━━ Given entries ━━

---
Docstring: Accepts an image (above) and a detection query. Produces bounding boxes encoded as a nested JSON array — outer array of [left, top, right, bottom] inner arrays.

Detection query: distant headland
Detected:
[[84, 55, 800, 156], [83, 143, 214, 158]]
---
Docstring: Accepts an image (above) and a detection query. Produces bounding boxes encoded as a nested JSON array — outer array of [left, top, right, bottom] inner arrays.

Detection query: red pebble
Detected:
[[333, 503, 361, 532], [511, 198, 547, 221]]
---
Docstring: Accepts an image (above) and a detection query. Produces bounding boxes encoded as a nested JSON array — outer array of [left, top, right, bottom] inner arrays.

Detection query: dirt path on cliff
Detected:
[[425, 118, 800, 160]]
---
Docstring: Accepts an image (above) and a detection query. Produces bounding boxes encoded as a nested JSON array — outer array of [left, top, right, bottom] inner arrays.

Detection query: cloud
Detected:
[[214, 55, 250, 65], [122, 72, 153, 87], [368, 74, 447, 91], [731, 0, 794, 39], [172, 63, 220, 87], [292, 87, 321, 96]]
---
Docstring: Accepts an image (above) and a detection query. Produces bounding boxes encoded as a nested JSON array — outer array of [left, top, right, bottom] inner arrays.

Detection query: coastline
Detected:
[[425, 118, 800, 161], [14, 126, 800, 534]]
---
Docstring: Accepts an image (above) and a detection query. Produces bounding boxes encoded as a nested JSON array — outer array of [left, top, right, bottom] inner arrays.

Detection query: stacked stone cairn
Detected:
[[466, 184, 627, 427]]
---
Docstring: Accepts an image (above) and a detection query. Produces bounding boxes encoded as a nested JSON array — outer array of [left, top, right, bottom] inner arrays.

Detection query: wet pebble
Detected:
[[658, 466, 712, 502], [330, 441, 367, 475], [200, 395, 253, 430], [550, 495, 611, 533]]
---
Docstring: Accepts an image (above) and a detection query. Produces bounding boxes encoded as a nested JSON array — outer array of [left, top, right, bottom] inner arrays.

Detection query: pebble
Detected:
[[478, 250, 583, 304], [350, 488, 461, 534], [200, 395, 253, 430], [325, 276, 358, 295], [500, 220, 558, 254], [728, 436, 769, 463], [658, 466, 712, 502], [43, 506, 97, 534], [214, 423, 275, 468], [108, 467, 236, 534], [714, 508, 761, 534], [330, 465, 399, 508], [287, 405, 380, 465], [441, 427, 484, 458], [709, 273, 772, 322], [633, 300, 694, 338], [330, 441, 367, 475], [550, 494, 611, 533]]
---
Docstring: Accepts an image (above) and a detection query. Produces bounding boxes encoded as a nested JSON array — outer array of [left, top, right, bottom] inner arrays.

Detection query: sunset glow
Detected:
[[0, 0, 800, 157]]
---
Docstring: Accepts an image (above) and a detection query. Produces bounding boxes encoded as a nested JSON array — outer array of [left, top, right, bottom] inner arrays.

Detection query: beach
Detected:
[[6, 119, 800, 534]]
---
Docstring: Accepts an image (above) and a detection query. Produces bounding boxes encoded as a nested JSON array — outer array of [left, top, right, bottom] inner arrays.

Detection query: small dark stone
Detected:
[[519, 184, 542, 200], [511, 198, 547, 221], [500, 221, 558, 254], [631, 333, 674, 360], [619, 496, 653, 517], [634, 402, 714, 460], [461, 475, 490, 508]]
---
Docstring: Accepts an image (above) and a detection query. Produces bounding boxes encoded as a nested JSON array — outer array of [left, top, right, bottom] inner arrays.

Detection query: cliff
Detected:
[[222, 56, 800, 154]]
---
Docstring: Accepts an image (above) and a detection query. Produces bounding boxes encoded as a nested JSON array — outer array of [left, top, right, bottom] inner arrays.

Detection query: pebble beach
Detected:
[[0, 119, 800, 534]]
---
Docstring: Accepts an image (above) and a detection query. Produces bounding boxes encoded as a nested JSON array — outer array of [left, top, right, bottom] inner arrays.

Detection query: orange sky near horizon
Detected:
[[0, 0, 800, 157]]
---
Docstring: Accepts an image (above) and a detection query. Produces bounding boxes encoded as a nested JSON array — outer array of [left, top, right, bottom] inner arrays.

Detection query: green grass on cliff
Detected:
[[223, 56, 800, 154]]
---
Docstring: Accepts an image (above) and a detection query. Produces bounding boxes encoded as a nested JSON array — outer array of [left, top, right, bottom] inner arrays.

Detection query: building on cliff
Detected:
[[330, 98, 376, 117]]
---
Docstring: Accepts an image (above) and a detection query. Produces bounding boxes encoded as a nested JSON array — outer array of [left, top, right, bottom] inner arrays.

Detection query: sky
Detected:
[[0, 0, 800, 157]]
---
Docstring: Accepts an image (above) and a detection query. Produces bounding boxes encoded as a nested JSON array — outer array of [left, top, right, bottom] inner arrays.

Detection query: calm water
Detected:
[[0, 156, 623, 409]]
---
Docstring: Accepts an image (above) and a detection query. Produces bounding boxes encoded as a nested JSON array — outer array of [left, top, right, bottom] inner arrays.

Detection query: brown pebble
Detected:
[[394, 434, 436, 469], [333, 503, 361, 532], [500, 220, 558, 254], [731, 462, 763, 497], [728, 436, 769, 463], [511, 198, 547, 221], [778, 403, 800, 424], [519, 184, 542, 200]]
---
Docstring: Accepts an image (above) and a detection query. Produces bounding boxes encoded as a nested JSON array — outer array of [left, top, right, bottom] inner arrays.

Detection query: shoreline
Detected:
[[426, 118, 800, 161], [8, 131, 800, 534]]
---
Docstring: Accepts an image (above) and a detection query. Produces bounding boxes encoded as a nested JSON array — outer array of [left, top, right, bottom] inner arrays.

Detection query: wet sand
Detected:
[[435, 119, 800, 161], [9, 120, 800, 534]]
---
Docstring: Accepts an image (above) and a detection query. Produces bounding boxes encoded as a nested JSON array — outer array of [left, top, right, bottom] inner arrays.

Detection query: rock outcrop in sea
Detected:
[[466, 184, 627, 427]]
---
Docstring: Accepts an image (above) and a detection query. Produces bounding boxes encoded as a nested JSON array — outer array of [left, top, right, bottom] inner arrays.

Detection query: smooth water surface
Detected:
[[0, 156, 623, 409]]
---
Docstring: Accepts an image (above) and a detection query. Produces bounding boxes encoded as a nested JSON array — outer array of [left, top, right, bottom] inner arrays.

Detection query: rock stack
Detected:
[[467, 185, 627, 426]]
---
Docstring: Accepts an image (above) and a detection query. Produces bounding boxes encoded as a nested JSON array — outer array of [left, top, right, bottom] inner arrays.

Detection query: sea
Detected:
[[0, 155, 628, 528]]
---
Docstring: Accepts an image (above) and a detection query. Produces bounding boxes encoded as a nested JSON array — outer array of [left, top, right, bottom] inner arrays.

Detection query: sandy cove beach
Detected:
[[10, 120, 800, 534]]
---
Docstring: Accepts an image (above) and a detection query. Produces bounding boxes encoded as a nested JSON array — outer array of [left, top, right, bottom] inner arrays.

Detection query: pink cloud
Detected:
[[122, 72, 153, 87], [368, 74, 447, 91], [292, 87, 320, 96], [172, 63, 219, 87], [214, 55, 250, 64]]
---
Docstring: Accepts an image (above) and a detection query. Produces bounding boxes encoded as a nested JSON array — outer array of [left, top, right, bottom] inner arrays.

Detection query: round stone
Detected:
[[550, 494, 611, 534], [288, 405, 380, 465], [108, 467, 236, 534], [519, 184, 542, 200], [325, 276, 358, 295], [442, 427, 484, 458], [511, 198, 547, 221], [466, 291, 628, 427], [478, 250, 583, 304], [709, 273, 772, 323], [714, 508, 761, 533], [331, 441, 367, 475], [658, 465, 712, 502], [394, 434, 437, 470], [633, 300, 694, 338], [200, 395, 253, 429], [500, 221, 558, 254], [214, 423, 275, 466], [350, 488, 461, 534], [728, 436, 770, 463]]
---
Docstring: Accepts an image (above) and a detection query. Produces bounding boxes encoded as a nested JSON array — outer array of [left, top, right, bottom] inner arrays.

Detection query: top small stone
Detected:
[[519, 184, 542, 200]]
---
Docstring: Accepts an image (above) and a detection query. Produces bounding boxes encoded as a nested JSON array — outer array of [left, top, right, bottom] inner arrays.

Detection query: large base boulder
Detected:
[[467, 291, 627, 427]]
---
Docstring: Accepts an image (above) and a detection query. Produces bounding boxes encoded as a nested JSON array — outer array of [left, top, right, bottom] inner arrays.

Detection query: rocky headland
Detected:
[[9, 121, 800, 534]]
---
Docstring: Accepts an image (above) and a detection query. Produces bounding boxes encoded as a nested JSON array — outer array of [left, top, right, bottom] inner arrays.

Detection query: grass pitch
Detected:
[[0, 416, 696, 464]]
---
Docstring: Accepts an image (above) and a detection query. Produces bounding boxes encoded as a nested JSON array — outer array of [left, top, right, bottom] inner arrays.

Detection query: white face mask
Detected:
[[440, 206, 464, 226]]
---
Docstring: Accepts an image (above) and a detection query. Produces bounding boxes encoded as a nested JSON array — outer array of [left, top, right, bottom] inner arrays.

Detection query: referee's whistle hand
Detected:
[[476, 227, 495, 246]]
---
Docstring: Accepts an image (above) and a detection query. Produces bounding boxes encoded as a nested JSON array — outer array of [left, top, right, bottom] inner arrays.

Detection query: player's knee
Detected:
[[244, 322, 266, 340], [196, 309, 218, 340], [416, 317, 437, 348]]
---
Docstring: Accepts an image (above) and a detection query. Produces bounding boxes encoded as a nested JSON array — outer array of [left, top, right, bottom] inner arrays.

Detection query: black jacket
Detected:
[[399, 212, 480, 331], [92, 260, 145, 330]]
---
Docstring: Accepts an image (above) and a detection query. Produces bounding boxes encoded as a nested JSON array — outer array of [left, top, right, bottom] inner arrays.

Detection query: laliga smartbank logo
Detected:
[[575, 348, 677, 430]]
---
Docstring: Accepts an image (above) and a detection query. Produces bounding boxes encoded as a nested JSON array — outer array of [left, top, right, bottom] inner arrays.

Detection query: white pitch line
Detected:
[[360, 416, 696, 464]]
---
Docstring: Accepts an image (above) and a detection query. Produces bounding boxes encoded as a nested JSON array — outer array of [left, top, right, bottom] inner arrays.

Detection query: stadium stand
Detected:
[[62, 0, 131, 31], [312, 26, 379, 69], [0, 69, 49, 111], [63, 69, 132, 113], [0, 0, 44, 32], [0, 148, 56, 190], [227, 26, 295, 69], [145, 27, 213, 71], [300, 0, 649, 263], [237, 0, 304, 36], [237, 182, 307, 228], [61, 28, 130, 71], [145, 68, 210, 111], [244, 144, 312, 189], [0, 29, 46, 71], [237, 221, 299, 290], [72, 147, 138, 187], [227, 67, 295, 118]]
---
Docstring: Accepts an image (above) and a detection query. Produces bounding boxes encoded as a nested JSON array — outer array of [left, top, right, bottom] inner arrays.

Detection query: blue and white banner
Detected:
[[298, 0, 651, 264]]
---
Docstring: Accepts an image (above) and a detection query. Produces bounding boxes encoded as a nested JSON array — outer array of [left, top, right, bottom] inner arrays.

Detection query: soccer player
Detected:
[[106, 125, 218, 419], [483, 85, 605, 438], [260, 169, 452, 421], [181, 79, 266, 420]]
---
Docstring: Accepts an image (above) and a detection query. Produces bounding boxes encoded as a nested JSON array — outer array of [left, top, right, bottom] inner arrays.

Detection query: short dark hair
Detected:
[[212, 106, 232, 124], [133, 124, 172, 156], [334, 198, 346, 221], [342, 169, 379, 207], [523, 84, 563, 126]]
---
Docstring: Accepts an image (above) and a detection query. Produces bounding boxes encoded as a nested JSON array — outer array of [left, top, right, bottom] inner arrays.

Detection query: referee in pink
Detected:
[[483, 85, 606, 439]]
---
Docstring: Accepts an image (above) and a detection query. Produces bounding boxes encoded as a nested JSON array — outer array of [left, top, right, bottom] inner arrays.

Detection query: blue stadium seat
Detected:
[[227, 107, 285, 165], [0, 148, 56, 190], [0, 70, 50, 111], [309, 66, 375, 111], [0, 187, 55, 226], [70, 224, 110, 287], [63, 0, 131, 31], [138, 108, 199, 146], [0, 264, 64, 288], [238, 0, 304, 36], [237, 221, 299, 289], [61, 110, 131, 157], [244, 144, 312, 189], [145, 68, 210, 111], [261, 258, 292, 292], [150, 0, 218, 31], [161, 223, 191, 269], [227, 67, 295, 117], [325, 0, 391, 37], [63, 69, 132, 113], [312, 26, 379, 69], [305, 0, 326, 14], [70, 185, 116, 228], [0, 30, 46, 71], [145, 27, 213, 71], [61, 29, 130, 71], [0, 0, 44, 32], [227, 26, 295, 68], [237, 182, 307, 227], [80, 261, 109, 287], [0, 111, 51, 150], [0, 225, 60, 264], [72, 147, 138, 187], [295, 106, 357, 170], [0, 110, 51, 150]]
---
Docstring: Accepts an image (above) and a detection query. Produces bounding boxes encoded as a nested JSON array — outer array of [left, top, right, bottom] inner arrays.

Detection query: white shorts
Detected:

━━━

> _Instructions for the task_:
Could you return the entries above verbatim, starting from the opening line of the entries and ending with the line that contains "[[84, 55, 800, 156], [83, 143, 214, 158]]"?

> _Expected answer_:
---
Docstring: Accepts an image (above) and a detection query. Produces bounding boxes encoded as a nested JSON array — outer array of [left, top, right, bottom] inner arrays.

Detection query: distant headland
Detected:
[[84, 55, 800, 156], [83, 143, 214, 158]]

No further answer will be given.